**PROVIDED TEXT**
_ _ _

An Important Reminder for Lent
Gospel Reflection for February 17, 2024, the First Sunday of Lent - Mark 1:12-15
Thereupon, the Spirit sent him out into the desert: and in the desert he spent forty days and forty nights, tempted by the devil; there he lodged with the beasts, and there the angels ministered to him. But when John had been put in prison, Jesus came into Galilee, preaching the gospel of God’s kingdom: The appointed time has come, he said, and the kingdom of God is near at hand; repent, and believe the gospel. (Mark 1:12-15 Knox Translation)
The readings for this first Sunday of Lent focus on Jesus’s temptation in the desert by Satan for forty days and forty nights. This is appropriate, since the period of Lent prior to Holy Week was established in tradition specifically as an imitation of and participation in Christ’s great fast. Before our own death and entrance into eternal life, we are tested in this world, as was Job in the Old Covenant, to see if we will remain faithful to God, if our love for Him is truly divine or only a human affection susceptible to the cares of the world and the concupiscence of the flesh. Only if the divine life of charity has been firmly infused into our souls through the Sacraments and a life of virtue will we truly possess sanctifying grace and the gift of perseverance to endure all that this world throws at us and finally make it home to Christ in Heaven.

_ _ _

**EXCERPTED DATA**
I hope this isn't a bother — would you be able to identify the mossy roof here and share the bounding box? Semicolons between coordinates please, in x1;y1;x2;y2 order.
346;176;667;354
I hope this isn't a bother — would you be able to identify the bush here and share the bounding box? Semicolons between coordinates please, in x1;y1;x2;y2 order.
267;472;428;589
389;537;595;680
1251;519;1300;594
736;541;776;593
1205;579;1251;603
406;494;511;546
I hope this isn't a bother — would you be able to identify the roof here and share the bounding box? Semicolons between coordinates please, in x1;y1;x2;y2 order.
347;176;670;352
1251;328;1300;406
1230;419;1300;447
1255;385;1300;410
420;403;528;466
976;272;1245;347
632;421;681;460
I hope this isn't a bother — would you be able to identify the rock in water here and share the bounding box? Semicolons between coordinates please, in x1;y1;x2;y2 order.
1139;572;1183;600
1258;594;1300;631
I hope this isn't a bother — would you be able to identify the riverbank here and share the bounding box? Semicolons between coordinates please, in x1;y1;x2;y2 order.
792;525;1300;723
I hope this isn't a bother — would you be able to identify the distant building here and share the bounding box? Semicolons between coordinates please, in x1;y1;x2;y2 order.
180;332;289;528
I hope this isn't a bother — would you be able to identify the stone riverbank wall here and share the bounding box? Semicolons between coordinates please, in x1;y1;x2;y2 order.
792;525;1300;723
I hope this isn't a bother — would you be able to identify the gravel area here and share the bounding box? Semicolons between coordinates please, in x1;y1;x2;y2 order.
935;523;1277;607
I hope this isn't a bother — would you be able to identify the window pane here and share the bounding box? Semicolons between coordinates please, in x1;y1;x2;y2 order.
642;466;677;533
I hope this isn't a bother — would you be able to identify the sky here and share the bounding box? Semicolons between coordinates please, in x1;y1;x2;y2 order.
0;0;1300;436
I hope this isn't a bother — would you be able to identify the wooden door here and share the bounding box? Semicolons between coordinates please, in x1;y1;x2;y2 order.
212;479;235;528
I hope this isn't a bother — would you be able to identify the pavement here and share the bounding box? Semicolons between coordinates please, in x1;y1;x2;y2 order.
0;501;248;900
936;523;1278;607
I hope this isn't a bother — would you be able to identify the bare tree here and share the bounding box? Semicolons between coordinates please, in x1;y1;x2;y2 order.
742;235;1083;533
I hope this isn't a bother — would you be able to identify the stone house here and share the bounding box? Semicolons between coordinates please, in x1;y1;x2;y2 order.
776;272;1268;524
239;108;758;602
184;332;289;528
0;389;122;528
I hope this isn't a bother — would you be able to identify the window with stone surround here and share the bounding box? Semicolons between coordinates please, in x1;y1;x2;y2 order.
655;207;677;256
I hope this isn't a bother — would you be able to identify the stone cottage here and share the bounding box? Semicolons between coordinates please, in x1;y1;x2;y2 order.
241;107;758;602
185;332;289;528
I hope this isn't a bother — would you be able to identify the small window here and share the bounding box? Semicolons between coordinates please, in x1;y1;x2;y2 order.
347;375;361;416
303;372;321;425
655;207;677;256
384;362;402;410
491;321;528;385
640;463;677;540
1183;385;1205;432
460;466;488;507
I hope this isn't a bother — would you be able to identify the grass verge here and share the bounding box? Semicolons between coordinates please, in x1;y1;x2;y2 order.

_ _ _

**TASK INSTRUCTIONS**
• A. From the Lent reflection, write out word for word the part that opens with the words containing "An Important Reminder" and closes with "1:12-15 Knox Translation)".
• B. According to the Lent reflection, for how long was Jesus tempted by Satan in the desert?

**RESULTS**
• A.
An Important Reminder for Lent
Gospel Reflection for February 17, 2024, the First Sunday of Lent - Mark 1:12-15
Thereupon, the Spirit sent him out into the desert: and in the desert he spent forty days and forty nights, tempted by the devil; there he lodged with the beasts, and there the angels ministered to him. But when John had been put in prison, Jesus came into Galilee, preaching the gospel of God’s kingdom: The appointed time has come, he said, and the kingdom of God is near at hand; repent, and believe the gospel. (Mark 1:12-15 Knox Translation)

• B. Forty days and forty nights.